▶ [What you are asked to do]:
Within the entries that follow, show each line where the word "instance" occurs.

▶ [Data under study]:
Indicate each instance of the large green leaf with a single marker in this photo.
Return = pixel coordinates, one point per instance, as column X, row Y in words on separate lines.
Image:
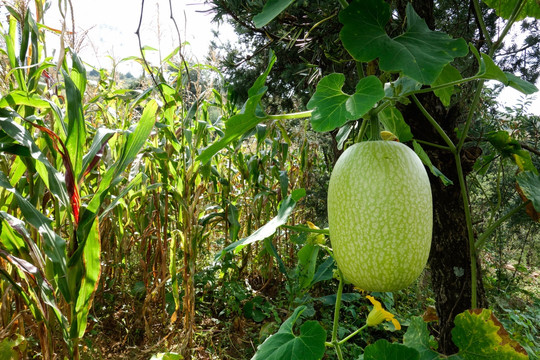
column 246, row 120
column 17, row 98
column 92, row 157
column 505, row 8
column 479, row 336
column 332, row 107
column 286, row 345
column 417, row 337
column 53, row 245
column 418, row 53
column 76, row 131
column 271, row 9
column 384, row 350
column 88, row 281
column 307, row 262
column 134, row 142
column 50, row 176
column 529, row 183
column 268, row 229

▶ [Written answer]:
Indicate each instance of the large green leaf with a single marker in this photo.
Return = pixel coordinates, one point per instance, as column X, row Y in words on separate lines.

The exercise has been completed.